## Start Data for this exercise

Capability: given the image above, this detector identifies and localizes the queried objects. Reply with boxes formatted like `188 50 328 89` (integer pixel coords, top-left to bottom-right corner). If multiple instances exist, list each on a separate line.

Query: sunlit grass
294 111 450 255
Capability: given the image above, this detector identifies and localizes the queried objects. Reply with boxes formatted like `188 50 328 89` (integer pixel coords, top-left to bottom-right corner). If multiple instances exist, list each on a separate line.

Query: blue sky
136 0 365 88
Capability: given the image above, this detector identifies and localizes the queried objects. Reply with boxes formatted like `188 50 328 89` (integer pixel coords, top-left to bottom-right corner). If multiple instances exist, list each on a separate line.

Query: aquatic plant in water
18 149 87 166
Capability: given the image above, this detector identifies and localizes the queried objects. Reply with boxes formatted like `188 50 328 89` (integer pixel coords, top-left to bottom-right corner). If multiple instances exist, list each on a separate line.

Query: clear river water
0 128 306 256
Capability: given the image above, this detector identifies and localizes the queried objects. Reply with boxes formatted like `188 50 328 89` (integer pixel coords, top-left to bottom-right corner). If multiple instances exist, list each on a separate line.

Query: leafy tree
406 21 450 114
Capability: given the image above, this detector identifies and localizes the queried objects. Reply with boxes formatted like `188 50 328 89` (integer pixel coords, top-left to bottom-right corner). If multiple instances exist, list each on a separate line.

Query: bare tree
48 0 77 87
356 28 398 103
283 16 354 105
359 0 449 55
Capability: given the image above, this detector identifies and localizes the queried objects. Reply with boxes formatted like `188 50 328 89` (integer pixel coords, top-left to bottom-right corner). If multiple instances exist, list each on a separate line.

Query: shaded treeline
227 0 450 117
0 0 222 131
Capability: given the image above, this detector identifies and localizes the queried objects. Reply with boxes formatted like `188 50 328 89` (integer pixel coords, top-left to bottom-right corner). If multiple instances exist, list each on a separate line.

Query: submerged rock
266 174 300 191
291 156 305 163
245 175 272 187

## End Data for this exercise
## Start Data for this exercise

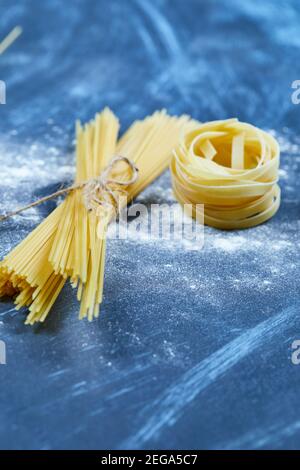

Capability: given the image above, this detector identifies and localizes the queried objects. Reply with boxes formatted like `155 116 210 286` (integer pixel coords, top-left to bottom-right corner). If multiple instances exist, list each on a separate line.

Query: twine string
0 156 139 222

## End Data for this exercise

Directions:
Count the lines of the records that contain the string "Query", with case counting, and give only the number.

Full response:
9